--- begin Supplied information ---
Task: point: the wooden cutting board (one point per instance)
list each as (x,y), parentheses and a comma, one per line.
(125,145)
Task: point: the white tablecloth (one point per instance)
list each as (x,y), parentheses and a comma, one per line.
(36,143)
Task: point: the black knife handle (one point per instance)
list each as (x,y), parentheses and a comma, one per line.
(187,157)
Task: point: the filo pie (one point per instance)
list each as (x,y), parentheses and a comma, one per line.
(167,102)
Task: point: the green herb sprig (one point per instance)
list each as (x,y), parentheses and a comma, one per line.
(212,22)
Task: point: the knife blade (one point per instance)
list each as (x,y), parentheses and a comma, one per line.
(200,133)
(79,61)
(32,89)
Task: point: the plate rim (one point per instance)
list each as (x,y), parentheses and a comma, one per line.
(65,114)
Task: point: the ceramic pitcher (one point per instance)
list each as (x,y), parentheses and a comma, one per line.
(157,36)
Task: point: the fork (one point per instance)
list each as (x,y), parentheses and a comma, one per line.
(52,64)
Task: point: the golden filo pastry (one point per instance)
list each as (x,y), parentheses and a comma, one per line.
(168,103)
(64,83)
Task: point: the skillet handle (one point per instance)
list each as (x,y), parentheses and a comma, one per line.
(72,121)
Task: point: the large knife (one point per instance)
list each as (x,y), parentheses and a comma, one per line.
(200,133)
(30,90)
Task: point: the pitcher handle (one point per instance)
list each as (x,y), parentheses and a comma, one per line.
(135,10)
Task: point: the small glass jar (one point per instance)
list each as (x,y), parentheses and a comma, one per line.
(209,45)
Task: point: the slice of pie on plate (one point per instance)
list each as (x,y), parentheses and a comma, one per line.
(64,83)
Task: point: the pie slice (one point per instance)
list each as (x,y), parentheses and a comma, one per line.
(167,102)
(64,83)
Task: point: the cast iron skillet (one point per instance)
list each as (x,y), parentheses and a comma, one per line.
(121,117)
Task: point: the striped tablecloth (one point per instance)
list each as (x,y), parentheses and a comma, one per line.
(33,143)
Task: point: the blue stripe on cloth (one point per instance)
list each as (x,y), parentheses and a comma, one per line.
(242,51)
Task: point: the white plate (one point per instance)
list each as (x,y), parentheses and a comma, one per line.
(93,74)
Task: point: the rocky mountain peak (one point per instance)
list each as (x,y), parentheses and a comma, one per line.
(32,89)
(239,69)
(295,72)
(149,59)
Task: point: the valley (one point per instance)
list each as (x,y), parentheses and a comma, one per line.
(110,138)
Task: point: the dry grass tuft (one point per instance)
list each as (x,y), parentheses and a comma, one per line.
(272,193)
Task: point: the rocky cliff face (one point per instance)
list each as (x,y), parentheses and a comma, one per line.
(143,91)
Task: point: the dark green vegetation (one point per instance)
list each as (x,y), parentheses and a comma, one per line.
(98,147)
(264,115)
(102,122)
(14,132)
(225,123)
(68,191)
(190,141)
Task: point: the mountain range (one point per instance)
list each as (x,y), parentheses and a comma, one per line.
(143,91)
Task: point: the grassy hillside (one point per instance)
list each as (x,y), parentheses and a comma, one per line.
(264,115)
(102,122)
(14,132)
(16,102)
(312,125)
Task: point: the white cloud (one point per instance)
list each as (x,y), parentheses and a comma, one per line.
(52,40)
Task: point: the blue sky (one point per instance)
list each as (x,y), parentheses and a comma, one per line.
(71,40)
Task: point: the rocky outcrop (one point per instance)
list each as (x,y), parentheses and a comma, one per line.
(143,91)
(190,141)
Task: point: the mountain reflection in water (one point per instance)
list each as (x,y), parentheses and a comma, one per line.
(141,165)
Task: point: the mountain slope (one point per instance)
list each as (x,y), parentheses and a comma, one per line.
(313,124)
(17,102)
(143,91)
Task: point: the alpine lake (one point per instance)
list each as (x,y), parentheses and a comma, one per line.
--- end Supplied information ---
Arrange the records as a Markdown table with the columns "No." and "Record Line," numbering each row and leaving out blank lines. Begin at the line that contains "Task: point: the alpine" and continue through the last line of the records.

| No. | Record Line |
|---|---|
| 1 | Task: point: the alpine lake (one point per instance) |
| 2 | list each as (x,y), parentheses and a comma, one per line. |